--- START OF EXCERPT ---

US 4905549 A
A power socket wrench locking and release apparatus uses a longitudinally sliding locking member which co-acts with securing or retaining detent elements. The detent elements use a projecting member and a retracting spring for retraction and are locked in place by the locking member.
1. In a tool for securement to socket members having variously spaced walls and a securement opening with a retention aperture, a securement device for connecting such socket members with the tool for rotation therewith comprising:
a shank member adapted to be selectively entered within the securement opening;
a control bar member supported on the shank member for longitudinal movement with respect thereto to a locket position, and to a retracted release position, with accompanying generally radial movement on the shank member toward and away from an adjacent wall of a socket member for locking engagement therewith and release therefrom;
detent means supported on the shank member for movement transversely with respect thereto for selectively securing and releasing said shank member with respect to said socket member;
said control bar member having an outward surface facing generally away from the shank member, and an acutely angled inward cam surface facing the shank member, and a locking surface facing the shank member;
said locking surface of the control bar slidingly engaging the detent means attendant to the control bar being moved into the locked position to extend said detent means transversely outward to engage said aperture in the socket member for securing the socket member interlocked with the shank member whilst;
the control bar is moved generally radially outwardly from the shank member and said outward surface of the control bar is caused to engage an opposing wall of the socket member within the opening therein coincident with the transverse extension of the detent means in engagement with said aperture;
a transverse spring biasing said control bar and detent means radially;
said control bar and detent means movable radially subject to the force of said transverse spring;
said detent means comprising a cooperatively associated pin and a retainer ball;
said shank member having a driven end, and means for interlocking the driven end with associated driving means;
said shank member comprising first and second longitudinal motion limiting means means for engagement with said control bar;
radially outward movement limiting means on said shank member,
and a surface on said shank member for limiting radially inward movement of the bar;
said detent means being biased to retract to facilitate withdrawal of said shank member from the socket.

--- END OF EXCERPT ---

**PROBLEM SET**
A. Please list every surface of the control bar member that the socket wrench patent names.
B. Switch "detent elements" to "catch elements" in the socket wrench patent, starting with "US 4905549 A" and going on through "the locking member.", and write out that passage with the change.
The records after this point come from a different source.

--- START OF GIVEN RECORDS ---

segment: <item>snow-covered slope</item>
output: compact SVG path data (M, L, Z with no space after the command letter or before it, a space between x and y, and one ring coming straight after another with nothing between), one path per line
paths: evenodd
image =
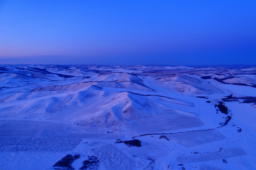
M0 66L0 169L256 169L256 70Z

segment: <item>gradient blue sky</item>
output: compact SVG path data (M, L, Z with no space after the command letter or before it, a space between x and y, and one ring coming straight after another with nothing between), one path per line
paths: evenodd
M0 0L0 63L256 65L256 0Z

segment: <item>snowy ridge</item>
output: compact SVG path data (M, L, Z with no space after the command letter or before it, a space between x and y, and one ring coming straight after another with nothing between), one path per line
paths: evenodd
M256 169L256 67L0 68L1 169Z

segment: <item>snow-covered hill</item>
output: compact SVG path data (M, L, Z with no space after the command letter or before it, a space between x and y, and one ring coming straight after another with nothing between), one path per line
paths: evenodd
M0 169L256 169L256 67L0 66Z

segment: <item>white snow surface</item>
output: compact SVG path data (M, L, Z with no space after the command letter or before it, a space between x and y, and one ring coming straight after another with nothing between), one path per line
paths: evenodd
M0 170L256 170L256 71L0 65Z

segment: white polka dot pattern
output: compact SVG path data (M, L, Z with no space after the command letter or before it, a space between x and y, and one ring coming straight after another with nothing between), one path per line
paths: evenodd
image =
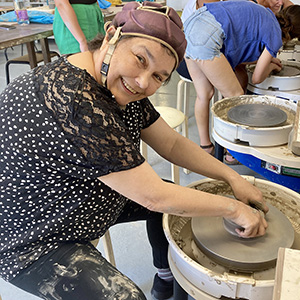
M120 110L65 57L14 80L0 96L0 276L12 279L67 241L105 233L128 201L97 178L133 168L148 99Z

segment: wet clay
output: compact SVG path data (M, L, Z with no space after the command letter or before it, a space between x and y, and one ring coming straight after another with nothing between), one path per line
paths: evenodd
M260 101L258 99L260 99ZM272 105L272 106L280 108L287 115L287 120L283 125L294 124L296 112L292 109L289 109L288 107L283 106L283 105L275 104L272 101L272 99L270 99L267 96L260 96L258 98L256 96L245 95L245 96L238 96L238 97L231 97L231 98L223 99L221 101L218 101L212 107L212 112L220 119L227 121L229 123L232 123L228 120L228 117L227 117L228 111L232 107L237 106L237 105L242 105L242 104L254 104L254 103L267 104L267 105ZM233 124L235 124L235 123L233 123ZM247 127L247 128L250 129L250 127Z

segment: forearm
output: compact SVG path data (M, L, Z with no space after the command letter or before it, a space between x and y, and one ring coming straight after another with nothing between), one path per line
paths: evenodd
M193 141L176 133L176 139L170 152L164 157L172 163L203 176L231 182L240 179L240 175L223 164Z
M162 181L148 163L100 180L152 211L180 216L233 218L238 201Z

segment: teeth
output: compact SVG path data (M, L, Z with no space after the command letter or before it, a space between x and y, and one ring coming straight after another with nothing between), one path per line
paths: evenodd
M127 84L127 82L125 82L124 79L122 79L123 84L125 85L125 87L133 94L137 94L137 91L135 91L130 85Z

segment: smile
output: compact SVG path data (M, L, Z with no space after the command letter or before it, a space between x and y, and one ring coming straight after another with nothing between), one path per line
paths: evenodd
M130 85L128 85L128 83L123 78L121 80L123 85L129 92L131 92L132 94L137 94L137 91L135 91Z

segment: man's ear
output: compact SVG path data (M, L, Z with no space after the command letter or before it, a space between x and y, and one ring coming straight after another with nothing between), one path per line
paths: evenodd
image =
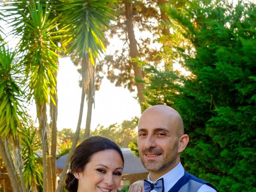
M179 138L179 146L178 152L181 153L184 150L189 141L189 137L186 134L182 135Z

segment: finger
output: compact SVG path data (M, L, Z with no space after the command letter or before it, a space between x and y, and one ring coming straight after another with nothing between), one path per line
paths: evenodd
M136 192L134 190L133 185L132 185L130 186L129 188L129 190L128 191L128 192Z

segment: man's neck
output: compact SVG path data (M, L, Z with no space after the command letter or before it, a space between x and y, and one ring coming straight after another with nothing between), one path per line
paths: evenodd
M150 177L150 180L153 182L154 182L163 175L166 174L168 172L172 170L172 169L178 165L179 162L180 161L179 160L177 162L175 162L175 164L170 165L169 166L163 170L156 172L151 172L150 171L149 174Z

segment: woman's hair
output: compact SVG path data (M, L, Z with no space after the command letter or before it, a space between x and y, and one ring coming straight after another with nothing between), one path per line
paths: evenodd
M71 157L70 169L67 174L65 182L66 189L70 192L76 192L78 180L74 176L74 172L82 172L85 165L96 152L108 149L117 151L120 155L124 164L124 157L120 148L113 141L106 137L94 136L89 137L77 146Z

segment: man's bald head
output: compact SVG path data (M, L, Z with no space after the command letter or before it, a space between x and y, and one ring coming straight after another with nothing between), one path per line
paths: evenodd
M157 105L147 109L142 113L139 120L140 125L144 119L154 119L156 121L164 121L166 126L171 128L178 137L184 134L183 122L178 112L171 107L164 105Z

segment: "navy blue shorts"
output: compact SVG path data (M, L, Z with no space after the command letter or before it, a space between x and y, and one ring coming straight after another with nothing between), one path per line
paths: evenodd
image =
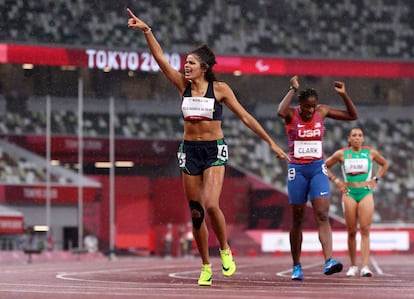
M224 139L212 141L181 142L178 152L178 166L189 175L200 175L211 166L226 165L229 157Z
M318 160L307 164L288 165L288 195L291 204L304 204L318 197L330 197L328 173L325 162Z

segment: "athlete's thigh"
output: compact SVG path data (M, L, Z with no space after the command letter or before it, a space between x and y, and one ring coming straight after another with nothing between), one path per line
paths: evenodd
M374 196L372 193L365 196L358 204L358 220L361 227L369 226L374 215Z
M184 194L188 201L200 202L200 194L202 188L202 175L189 175L182 173L182 183L184 188Z
M314 200L319 197L330 197L331 189L329 185L329 179L324 170L324 165L315 167L313 175L309 184L309 198Z
M344 217L349 228L356 228L358 221L358 203L346 194L342 195L342 209L344 210Z
M291 204L304 204L308 200L308 180L303 176L303 166L289 165L287 188Z
M218 206L223 188L225 167L212 166L204 170L200 197L206 207Z

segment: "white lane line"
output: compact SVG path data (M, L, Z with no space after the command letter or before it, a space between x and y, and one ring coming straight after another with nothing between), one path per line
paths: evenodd
M384 275L384 272L382 271L381 267L379 266L377 260L373 257L371 257L371 263L372 266L375 268L375 271L379 274L379 275Z

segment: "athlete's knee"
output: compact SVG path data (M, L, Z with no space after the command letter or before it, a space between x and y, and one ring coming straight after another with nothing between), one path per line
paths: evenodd
M204 208L201 206L201 204L198 201L190 200L190 211L191 211L191 220L193 222L193 227L195 229L200 229L201 224L204 221L205 212Z

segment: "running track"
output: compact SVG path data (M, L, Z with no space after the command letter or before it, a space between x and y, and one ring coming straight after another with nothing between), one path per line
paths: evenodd
M213 258L213 286L197 286L199 258L106 257L72 261L0 263L0 299L106 298L414 298L414 258L373 256L373 278L322 274L322 258L302 259L305 280L291 281L290 256L236 257L233 277Z

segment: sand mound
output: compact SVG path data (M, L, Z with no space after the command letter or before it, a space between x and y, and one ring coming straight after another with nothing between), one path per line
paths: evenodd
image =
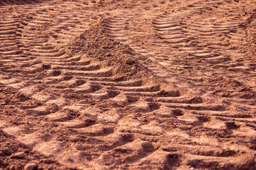
M254 1L0 6L0 168L255 167Z

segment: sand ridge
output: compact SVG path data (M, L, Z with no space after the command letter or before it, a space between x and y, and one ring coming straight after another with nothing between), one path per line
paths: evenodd
M255 8L1 1L0 167L253 169Z

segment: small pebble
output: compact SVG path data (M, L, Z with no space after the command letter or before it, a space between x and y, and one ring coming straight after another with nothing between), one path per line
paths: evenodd
M33 170L33 169L36 169L36 164L35 163L30 163L30 164L28 164L25 166L24 167L24 170Z
M127 58L126 59L126 64L127 64L129 65L133 65L134 63L135 63L135 61L133 59Z
M10 157L11 158L23 158L24 157L25 153L23 151L13 153Z

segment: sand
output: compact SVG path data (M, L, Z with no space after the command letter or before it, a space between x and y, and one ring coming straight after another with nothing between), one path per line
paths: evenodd
M255 0L0 1L0 169L255 169Z

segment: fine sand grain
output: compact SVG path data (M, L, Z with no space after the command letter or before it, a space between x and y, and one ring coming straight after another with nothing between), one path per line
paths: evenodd
M0 1L0 169L255 169L255 0Z

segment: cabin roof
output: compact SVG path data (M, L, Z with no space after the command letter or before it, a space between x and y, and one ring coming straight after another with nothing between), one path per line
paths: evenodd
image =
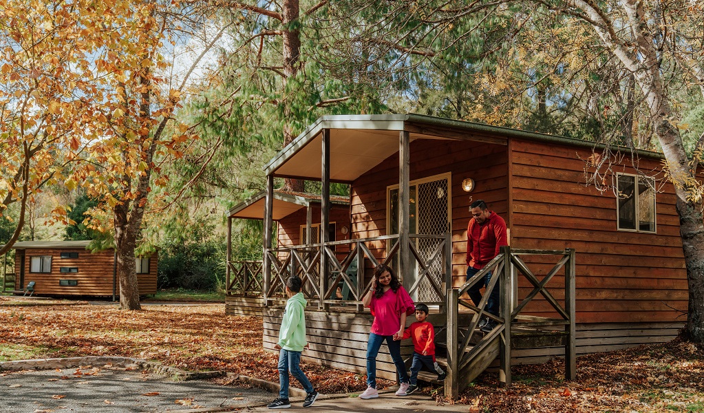
M15 242L12 248L28 250L37 248L85 248L90 241L23 241Z
M228 216L232 218L263 220L265 196L266 191L262 191L249 197L244 202L232 207L228 212ZM272 219L277 221L301 208L308 207L310 204L320 203L320 194L277 189L274 191ZM345 196L331 195L330 203L333 205L338 205L346 207L349 205L349 199Z
M462 139L508 145L510 139L520 138L590 148L604 147L574 138L423 115L335 115L323 116L311 124L264 166L265 174L320 179L324 129L330 130L330 181L346 184L397 153L399 132L403 130L409 132L410 141ZM662 157L656 152L638 153L649 158Z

--- END OF GIVEN RECORDS ---

**TASK RESULTS**
A.
- An outward surface facing generally away from the shank member
- An acutely angled inward cam surface facing the shank member
- A locking surface facing the shank member

B.
US 4905549 A
A power socket wrench locking and release apparatus uses a longitudinally sliding locking member which co-acts with securing or retaining catch elements. The catch elements use a projecting member and a retracting spring for retraction and are locked in place by the locking member.